◆ 抜粋テキスト

------------------------------------------------

中学校に進学してまわりが大人びてくるなかで、子どもっぽさが抜けずクラスメートとうまくなじめない水谷茜。そんな彼女が深夜の学校で出会ったのは、同じく学校で浮いている男子、月野透だった。昼間は何を考えているかわからないミステリアスな雰囲気を持つ透だが、夜の学校では子どものように無邪気な笑顔を見せる。その透と茜は、毎週月曜日の夜にだけ学校で会う約束をすることになって……。

空が灰色だから』『ちーちゃんはちょっと足りない』などで、思春期の男女の多感な心情を切りとってきた阿部共実の新作は周囲になじめない少女と少年のガール・ミーツ・ボーイな物語。昼間の学校のどこかよどんだ陰鬱な雰囲気、それとは対照的に夜の学校での幻想的で色鮮やかな情景、そこに絡む茜の詩的なモノローグ。どれをとってもこの著者にしか描けない一級品。このあと2人の関係がどのように進展していくのか、たくさんの期待とちょっとの不安が入り混じって目が離せない。

------------------------------------------------

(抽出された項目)

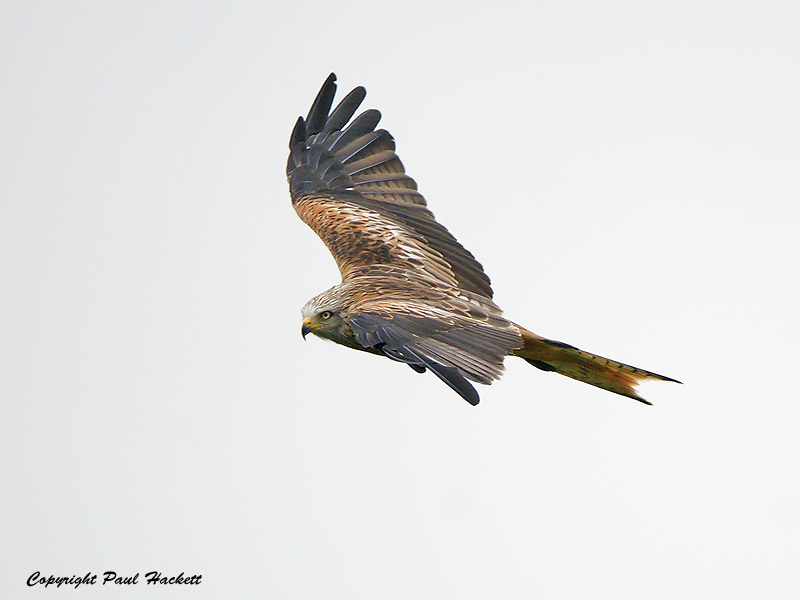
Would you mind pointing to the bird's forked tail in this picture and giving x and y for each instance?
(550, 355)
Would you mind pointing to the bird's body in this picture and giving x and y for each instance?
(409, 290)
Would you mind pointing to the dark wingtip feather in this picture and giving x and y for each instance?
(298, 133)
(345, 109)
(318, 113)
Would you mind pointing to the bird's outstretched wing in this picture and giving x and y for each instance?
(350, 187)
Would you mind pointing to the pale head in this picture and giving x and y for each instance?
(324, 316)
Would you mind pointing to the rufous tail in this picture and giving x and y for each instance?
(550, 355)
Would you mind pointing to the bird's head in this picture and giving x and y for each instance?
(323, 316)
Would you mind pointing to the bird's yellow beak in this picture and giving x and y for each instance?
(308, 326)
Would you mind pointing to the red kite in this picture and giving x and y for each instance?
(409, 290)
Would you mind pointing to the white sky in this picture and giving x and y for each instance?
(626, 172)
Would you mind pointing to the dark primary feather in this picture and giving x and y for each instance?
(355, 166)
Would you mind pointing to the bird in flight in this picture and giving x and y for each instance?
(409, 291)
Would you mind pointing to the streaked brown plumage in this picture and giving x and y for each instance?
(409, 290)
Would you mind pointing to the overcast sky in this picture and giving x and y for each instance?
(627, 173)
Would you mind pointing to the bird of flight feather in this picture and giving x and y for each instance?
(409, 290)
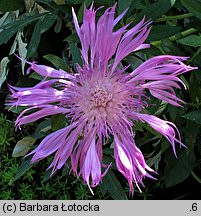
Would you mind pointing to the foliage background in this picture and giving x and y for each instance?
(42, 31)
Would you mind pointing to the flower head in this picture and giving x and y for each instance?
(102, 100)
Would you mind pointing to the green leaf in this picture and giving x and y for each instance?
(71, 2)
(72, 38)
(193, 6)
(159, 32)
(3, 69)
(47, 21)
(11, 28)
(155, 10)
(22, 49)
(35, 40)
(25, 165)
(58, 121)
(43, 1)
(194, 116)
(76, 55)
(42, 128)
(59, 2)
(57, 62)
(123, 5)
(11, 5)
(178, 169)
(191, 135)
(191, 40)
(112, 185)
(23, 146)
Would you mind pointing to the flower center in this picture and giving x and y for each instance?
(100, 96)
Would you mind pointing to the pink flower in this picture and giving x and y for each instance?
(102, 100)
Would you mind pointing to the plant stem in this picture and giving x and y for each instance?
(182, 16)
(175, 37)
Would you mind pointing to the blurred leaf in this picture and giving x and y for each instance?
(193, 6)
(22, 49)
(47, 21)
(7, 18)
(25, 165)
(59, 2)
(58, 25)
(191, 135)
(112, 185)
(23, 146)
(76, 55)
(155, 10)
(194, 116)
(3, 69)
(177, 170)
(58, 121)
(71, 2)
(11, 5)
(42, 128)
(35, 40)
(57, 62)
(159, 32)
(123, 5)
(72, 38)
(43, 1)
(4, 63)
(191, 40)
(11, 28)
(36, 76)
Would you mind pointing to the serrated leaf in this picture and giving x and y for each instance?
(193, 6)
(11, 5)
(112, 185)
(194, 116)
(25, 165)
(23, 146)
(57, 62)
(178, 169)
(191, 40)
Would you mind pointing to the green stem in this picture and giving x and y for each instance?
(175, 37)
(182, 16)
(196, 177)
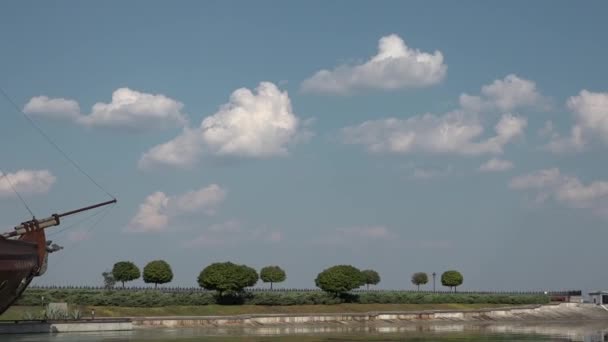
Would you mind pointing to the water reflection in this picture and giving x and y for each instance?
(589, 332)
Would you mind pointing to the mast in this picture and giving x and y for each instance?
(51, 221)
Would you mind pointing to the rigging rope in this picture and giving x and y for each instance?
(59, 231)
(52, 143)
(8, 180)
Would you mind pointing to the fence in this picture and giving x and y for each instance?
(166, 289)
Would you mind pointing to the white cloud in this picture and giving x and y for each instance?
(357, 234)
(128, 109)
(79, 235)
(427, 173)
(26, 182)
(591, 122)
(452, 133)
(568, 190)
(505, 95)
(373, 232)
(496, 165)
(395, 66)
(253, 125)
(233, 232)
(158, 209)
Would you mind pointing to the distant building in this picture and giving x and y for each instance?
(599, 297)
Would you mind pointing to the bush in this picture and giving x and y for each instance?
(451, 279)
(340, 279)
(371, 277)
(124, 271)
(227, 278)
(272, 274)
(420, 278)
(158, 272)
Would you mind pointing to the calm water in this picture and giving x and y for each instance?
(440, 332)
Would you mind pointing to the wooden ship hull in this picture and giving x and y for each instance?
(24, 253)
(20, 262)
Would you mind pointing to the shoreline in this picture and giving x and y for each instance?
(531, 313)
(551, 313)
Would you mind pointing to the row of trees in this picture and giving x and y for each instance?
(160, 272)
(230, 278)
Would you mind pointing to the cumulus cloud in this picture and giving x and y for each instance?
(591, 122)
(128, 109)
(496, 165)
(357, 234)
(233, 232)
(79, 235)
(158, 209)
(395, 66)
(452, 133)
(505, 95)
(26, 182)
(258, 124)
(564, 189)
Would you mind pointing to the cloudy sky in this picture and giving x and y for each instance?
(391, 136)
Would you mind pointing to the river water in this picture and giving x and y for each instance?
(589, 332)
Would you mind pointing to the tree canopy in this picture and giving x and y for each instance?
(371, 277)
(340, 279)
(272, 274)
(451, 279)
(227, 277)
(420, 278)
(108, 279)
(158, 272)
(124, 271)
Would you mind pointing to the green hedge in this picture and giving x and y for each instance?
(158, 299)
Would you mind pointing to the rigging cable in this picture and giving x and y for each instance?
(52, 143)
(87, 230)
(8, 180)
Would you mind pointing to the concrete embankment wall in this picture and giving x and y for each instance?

------------------------------------------------

◆ 指示文
抜粋テキストで、茜と透が学校で会う約束をするのはいつか、教えてください。

◆ 結果
毎週月曜日の夜。